## Task requirements:
Reproduce each of the items below word for word, keeping every line in its original order.

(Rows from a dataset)
■ ■ ■ ■ ■

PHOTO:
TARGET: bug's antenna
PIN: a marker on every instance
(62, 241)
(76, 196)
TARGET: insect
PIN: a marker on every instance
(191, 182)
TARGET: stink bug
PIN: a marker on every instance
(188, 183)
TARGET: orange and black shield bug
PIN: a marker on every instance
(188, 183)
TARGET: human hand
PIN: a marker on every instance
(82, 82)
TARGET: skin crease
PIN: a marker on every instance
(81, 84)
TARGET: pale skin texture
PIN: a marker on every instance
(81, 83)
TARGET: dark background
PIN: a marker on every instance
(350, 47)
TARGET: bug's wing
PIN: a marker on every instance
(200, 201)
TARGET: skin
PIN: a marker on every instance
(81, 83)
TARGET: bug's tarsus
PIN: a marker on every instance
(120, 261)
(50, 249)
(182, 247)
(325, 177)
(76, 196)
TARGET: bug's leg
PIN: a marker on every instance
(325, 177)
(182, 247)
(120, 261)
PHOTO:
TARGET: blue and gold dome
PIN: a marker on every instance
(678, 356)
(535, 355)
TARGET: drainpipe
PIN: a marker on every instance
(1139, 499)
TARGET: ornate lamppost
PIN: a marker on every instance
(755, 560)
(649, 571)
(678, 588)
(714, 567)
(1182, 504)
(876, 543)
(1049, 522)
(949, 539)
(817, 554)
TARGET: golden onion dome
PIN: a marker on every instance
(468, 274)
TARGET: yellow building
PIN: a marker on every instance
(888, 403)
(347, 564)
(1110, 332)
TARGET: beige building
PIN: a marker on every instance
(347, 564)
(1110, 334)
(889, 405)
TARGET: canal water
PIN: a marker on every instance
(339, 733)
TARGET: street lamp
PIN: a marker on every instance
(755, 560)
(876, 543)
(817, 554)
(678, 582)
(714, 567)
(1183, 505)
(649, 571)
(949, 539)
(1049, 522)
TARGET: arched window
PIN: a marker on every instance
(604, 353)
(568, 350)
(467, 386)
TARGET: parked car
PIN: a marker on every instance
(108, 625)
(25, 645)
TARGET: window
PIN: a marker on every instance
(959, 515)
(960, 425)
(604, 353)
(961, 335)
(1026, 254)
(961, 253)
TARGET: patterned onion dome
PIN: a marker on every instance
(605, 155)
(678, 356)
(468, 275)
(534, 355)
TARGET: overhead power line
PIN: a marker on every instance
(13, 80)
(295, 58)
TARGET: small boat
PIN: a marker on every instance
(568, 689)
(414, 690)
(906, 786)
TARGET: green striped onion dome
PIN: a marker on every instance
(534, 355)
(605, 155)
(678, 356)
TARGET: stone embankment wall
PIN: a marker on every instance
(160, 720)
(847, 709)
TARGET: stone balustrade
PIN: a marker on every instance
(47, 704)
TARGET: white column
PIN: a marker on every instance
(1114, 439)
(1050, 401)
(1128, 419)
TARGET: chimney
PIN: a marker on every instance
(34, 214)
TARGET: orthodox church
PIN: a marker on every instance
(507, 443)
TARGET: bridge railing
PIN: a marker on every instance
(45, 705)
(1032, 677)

■ ■ ■ ■ ■

## Response:
PHOTO:
TARGET: bug's antenna
PIN: a marker on every instance
(62, 241)
(76, 196)
TARGET: insect
PIN: a marker on every instance
(191, 182)
TARGET: stink bug
PIN: a marker on every instance
(188, 183)
TARGET: orange and black shield bug
PIN: a marker on every instance
(188, 183)
TARGET: human hand
PIN: a marker on every instance
(82, 82)
TARGET: skin crease
PIN: a marker on every instance
(81, 84)
TARGET: pale skin texture
PIN: a marker on every instance
(81, 83)
TARGET: dark background
PIN: a marker on every instance
(350, 47)
TARGET: bug's wing
PIN: a marker on every instance
(200, 201)
TARGET: skin
PIN: a marker on every instance
(81, 83)
TARGET: bug's tarsus
PIN: a marker on every instance
(120, 261)
(50, 249)
(182, 247)
(325, 177)
(76, 196)
TARGET: bug's leg
PIN: a marker on every instance
(325, 177)
(182, 247)
(120, 261)
PHOTO:
TARGET: blue and gold dome
PIN: a marker on every instance
(678, 356)
(535, 355)
TARGET: drainpipe
PIN: a marker on every instance
(1139, 499)
TARGET: ornate lamppost
PIN: a marker on every instance
(755, 560)
(649, 571)
(678, 588)
(714, 567)
(1182, 504)
(876, 543)
(1049, 522)
(949, 539)
(817, 554)
TARGET: golden onion dome
PIN: a marker on every instance
(468, 274)
TARGET: yellow building
PIN: a marker on every instance
(888, 403)
(347, 564)
(1110, 332)
TARGET: beige building
PIN: a marker on every instance
(347, 564)
(1110, 334)
(889, 405)
TARGET: canal water
PIN: a marker on every instance
(339, 733)
TARGET: street lamp
PIN: a marker on every instance
(755, 560)
(876, 543)
(817, 554)
(678, 582)
(714, 567)
(1183, 505)
(649, 571)
(949, 539)
(1049, 522)
TARGET: arched window
PIN: a marker on every instance
(604, 353)
(568, 350)
(467, 386)
TARGET: parked car
PIN: a marker on every instance
(108, 625)
(25, 645)
TARGET: window
PIN: a marker on every instance
(959, 515)
(960, 425)
(604, 353)
(961, 335)
(1026, 254)
(961, 253)
TARGET: patterned onion dome
PIN: a marker on every instance
(605, 155)
(678, 356)
(468, 275)
(534, 355)
TARGET: overhead power line
PIN: a marker on every instance
(13, 80)
(295, 58)
TARGET: small boat
PIN: a marker on every instance
(568, 689)
(414, 690)
(906, 786)
TARGET: green striped onion dome
PIN: a marker on every instance
(534, 355)
(605, 155)
(678, 356)
TARGET: stone embankment wall
PIN: a marker on every instance
(160, 720)
(847, 709)
TARGET: stone balustrade
PIN: a marker on every instance
(47, 704)
TARGET: white column
PIN: a marker on every instance
(1114, 439)
(1050, 401)
(1128, 419)
TARGET: chimney
PIN: a marker on every instance
(34, 214)
TARGET: orthodox church
PIN: a marker on every instance
(507, 443)
TARGET: bridge railing
PIN: a marker on every instance
(45, 705)
(1032, 677)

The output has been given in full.